◆ **TEXT PROVIDED**
>>>
LPython + KLEE Integration Feasibility Assessment

Date: 2026-01-27 Purpose: Evaluate using LPython (or alternatives) for unified AST extraction + symbolic execution pipeline

Executive Summary

The proposal to use LPython for both M2 (graph infrastructure) and symbolic execution is architecturally sound but requires a phased approach due to LPython’s alpha status. A hybrid strategy is recommended: use libasr for AST/call-graph extraction now, while the LLVM backend matures.


The Vision

┌─────────────────────────────────────────────────────────────────────────┐
│                        Single Semantic Representation                    │
├─────────────────────────────────────────────────────────────────────────┤
│                                                                         │
│   Python Source                                                         │
│        │                                                                │
│        ▼                                                                │
│   ┌─────────┐     ┌─────────┐                                          │
│   │   AST   │────▶│   ASR   │◀── Abstract Semantic Representation      │
│   └─────────┘     └────┬────┘                                          │
│                        │                                                │
│           ┌────────────┼────────────┐                                  │
│           │            │            │                                  │
│           ▼            ▼            ▼                                  │
│      ┌────────┐   ┌────────┐   ┌────────┐                              │
│      │  M2    │   │   C    │   │  LLVM  │                              │
│      │ Graph  │   │ Output │   │   IR   │                              │
│      └────────┘   └───┬────┘   └────────┘                              │
│           │           │                                                 │
│           ▼           ▼                                                 │
│      Call Graph   ┌────────┐                                           │
│      Extraction   │ Clang  │                                           │
│                   └───┬────┘                                           │
│                       ▼                                                 │
│                  ┌─────────┐                                           │
│                  │  LLVM   │                                           │
│                  │ Bitcode │                                           │
│                  └────┬────┘                                           │
│                       │                                                 │
│                       ▼                                                 │
│                  ┌─────────┐                                           │
│                  │  KLEE   │                                           │
│                  └────┬────┘                                           │
│                       │                                                 │
│                       ▼                                                 │
│                  Path Coverage                                          │
│                  + Test Cases                                           │
│                                                                         │
└─────────────────────────────────────────────────────────────────────────┘

Key Insight: Same ASR serves both call-graph analysis AND compilation, ensuring semantic consistency.
<<<
◆ **DATA SECTION**
>>>
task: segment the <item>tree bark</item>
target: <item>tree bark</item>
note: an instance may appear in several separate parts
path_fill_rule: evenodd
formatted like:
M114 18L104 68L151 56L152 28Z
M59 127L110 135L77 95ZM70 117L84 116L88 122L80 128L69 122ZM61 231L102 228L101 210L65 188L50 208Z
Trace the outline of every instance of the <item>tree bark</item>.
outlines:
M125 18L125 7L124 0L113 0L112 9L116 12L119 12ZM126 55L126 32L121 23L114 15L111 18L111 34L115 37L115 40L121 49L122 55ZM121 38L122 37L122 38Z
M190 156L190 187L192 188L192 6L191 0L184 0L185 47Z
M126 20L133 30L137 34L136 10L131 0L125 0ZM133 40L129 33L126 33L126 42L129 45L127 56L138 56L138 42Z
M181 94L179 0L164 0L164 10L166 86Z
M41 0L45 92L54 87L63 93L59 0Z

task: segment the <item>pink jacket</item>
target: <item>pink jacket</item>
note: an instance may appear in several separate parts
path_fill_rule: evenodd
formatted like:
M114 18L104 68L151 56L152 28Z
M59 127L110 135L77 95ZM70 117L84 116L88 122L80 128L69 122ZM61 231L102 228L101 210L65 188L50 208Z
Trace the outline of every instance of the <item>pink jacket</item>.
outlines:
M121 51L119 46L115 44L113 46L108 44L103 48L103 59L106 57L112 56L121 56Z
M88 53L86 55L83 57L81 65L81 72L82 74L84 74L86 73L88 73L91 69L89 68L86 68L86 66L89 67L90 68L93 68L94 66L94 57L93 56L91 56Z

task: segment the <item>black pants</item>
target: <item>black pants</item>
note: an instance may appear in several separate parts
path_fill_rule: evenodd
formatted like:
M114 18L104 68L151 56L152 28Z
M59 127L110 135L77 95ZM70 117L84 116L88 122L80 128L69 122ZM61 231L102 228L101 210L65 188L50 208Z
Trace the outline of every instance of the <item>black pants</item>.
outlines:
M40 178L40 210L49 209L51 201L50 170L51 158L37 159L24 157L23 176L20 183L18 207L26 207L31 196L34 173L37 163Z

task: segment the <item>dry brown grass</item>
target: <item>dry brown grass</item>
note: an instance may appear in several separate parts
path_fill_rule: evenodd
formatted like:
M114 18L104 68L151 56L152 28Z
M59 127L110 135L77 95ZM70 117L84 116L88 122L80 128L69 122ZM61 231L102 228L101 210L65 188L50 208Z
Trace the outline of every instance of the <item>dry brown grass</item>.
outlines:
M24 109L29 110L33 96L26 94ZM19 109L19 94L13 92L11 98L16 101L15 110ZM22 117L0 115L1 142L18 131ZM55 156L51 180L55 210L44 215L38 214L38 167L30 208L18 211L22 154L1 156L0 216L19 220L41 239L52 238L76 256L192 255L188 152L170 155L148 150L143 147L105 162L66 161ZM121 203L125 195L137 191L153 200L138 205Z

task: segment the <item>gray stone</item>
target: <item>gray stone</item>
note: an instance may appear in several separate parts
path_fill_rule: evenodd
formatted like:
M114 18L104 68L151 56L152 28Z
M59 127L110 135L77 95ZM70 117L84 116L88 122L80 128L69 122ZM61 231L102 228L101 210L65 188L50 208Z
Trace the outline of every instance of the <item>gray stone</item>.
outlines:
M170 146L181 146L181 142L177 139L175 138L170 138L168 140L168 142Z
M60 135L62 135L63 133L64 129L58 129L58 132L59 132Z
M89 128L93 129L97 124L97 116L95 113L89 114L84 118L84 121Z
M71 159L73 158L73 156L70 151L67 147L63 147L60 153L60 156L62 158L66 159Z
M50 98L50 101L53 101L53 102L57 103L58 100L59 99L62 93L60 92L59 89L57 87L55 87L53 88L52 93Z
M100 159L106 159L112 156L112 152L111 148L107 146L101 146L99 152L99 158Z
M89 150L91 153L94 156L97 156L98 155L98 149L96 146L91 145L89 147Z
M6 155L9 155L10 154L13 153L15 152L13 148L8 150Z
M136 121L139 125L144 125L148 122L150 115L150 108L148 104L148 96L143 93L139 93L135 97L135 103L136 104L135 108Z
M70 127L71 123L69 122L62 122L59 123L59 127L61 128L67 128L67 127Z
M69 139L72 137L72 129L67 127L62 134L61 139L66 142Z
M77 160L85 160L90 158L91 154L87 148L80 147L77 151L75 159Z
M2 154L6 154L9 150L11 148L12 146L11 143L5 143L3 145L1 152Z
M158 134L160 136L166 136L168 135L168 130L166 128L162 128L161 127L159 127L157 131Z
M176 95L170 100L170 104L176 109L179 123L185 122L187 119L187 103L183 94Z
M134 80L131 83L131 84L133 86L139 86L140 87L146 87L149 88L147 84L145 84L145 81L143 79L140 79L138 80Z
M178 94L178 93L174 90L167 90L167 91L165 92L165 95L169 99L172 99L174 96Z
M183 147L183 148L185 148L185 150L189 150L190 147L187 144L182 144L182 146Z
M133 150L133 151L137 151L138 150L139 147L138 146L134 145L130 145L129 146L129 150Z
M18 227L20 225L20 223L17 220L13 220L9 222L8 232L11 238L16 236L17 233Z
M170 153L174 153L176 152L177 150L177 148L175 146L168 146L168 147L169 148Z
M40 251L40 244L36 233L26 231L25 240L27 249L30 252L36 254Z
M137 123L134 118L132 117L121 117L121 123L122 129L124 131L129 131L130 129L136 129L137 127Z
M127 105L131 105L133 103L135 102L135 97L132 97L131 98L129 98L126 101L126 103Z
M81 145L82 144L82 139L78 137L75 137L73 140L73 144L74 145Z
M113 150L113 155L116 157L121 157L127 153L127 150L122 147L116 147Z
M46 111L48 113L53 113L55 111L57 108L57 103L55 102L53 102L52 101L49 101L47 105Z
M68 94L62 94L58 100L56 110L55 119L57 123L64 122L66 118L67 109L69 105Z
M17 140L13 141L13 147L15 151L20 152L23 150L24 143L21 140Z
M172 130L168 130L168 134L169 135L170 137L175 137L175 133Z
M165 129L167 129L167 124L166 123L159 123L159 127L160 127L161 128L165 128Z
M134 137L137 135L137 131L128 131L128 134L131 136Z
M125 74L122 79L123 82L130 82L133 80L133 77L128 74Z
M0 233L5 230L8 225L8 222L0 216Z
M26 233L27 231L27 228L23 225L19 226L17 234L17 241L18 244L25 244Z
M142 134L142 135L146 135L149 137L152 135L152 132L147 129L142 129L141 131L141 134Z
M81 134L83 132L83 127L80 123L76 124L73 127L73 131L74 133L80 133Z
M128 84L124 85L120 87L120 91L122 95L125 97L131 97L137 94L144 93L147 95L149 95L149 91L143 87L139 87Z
<<<
◆ **EXERCISE OBJECTIVE**
Please revise the passage of the LPython feasibility assessment starting at "Date: 2026-01-27 Purpose: Evaluate" and ending at "LLVM backend matures.", putting "staged" wherever "phased" appears.

◆ **EXERCISE RESPONSE**
Date: 2026-01-27 Purpose: Evaluate using LPython (or alternatives) for unified AST extraction + symbolic execution pipeline

Executive Summary

The proposal to use LPython for both M2 (graph infrastructure) and symbolic execution is architecturally sound but requires a staged approach due to LPython’s alpha status. A hybrid strategy is recommended: use libasr for AST/call-graph extraction now, while the LLVM backend matures.